# TASK OBJECTIVE:
Put every line of the items below into a JSON list of strings, with one string per line and blank lines left out.

Stored items from a collection
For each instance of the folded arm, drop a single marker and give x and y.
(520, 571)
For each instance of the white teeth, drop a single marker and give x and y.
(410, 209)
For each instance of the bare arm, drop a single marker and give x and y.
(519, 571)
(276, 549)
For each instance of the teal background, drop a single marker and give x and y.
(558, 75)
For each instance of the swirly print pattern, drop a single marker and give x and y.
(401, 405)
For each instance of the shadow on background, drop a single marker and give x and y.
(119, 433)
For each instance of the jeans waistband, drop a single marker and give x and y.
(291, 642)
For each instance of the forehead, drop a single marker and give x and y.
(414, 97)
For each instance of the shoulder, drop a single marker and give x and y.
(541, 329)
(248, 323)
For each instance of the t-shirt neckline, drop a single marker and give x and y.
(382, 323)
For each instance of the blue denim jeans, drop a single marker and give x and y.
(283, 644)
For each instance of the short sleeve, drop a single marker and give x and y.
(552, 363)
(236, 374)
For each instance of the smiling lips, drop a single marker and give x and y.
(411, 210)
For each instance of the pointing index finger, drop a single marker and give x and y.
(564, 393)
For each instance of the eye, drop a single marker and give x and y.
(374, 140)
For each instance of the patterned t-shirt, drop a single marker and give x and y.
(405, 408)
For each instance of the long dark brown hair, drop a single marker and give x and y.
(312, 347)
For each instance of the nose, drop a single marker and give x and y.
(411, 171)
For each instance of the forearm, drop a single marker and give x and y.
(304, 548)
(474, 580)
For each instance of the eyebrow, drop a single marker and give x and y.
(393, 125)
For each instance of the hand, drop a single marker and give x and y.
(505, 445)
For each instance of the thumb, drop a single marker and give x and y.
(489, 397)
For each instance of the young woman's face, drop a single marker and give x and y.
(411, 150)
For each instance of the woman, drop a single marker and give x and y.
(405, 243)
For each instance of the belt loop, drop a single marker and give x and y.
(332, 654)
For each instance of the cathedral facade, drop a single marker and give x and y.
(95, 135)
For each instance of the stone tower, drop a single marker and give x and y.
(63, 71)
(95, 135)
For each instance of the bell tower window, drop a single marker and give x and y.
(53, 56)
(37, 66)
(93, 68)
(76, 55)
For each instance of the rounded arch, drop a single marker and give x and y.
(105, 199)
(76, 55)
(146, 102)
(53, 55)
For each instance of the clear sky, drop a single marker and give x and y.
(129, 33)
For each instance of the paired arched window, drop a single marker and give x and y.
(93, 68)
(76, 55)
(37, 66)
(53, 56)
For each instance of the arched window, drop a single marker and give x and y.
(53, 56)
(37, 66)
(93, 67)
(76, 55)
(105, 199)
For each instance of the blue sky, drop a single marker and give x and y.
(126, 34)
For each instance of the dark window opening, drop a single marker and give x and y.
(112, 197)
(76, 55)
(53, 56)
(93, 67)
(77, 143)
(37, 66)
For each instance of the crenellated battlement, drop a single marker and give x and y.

# IN RESPONSE:
[
  "For each instance of the folded arm, drop a single marker and give x and y.",
  "(520, 571)",
  "For each instance of the white teeth, drop a single marker and give x and y.",
  "(410, 209)",
  "For each instance of the bare arm, drop a single marker and give x and y.",
  "(519, 571)",
  "(276, 549)",
  "For each instance of the teal background, drop a single marker and give x and y.",
  "(558, 75)",
  "For each instance of the swirly print pattern, drop a single marker and give x and y.",
  "(401, 405)",
  "For each instance of the shadow on background, drop a single marker and give x and y.",
  "(119, 433)",
  "For each instance of the jeans waistband, drop a single marker and give x and y.",
  "(291, 642)",
  "For each instance of the forehead, drop a single marker and give x and y.",
  "(414, 97)",
  "For each instance of the shoulder, drop a single marker and give x and y.",
  "(541, 329)",
  "(248, 323)",
  "For each instance of the t-shirt neckline, drop a single marker and give x and y.",
  "(382, 323)",
  "For each instance of the blue denim jeans, drop a single marker and give x and y.",
  "(283, 644)",
  "For each instance of the short sleeve, drop a single marker and give x and y.",
  "(552, 363)",
  "(236, 374)",
  "For each instance of the smiling lips, drop a single marker and give x and y.",
  "(411, 210)",
  "For each instance of the pointing index finger, drop a single marker and give x and y.",
  "(564, 393)",
  "For each instance of the eye, drop a single marker and give x and y.",
  "(374, 140)",
  "For each instance of the patterned t-shirt, drop a single marker and give x and y.",
  "(405, 408)",
  "For each instance of the long dark brown hair, drop a single marker and give x and y.",
  "(312, 347)",
  "For each instance of the nose, drop a single marker and give x and y.",
  "(411, 171)",
  "For each instance of the forearm, drop a single marker and give x and y.",
  "(304, 548)",
  "(474, 580)",
  "For each instance of the eyebrow, drop a single marker and give x and y.",
  "(393, 125)",
  "For each instance of the hand, drop a single marker and give x and y.",
  "(505, 445)",
  "For each instance of the thumb, drop a single marker and give x and y.",
  "(489, 397)",
  "For each instance of the young woman's face, drop a single marker and give x and y.",
  "(411, 150)",
  "For each instance of the woman, drop a single marker and give x and y.",
  "(405, 243)",
  "For each instance of the belt loop, drop a single marker and give x and y.",
  "(332, 654)",
  "For each instance of the cathedral facade, drop a single marker and give x and y.",
  "(95, 135)",
  "For each instance of the stone tower, drop a single marker and give x and y.",
  "(63, 71)",
  "(95, 135)",
  "For each instance of the bell tower window, drop a single marker and give x and y.",
  "(53, 56)",
  "(37, 66)",
  "(93, 68)",
  "(76, 55)",
  "For each instance of the rounded arch, drop a single marker and give x and y.",
  "(105, 199)",
  "(76, 55)",
  "(146, 102)",
  "(53, 55)",
  "For each instance of the clear sky, drop a single marker and give x and y.",
  "(129, 33)",
  "For each instance of the paired arched window, drop a single marker and give x and y.",
  "(93, 68)",
  "(76, 55)",
  "(37, 66)",
  "(53, 56)",
  "For each instance of the arched window, drop a single marker and give x and y.",
  "(53, 56)",
  "(37, 66)",
  "(93, 67)",
  "(76, 55)",
  "(105, 199)",
  "For each instance of the blue sky, drop a single marker and give x and y.",
  "(126, 34)",
  "For each instance of the dark window opening, drop a single marker and give x and y.",
  "(112, 197)",
  "(76, 55)",
  "(53, 56)",
  "(93, 67)",
  "(77, 143)",
  "(37, 66)",
  "For each instance of the crenellated battlement, drop a single marker and give x and y."
]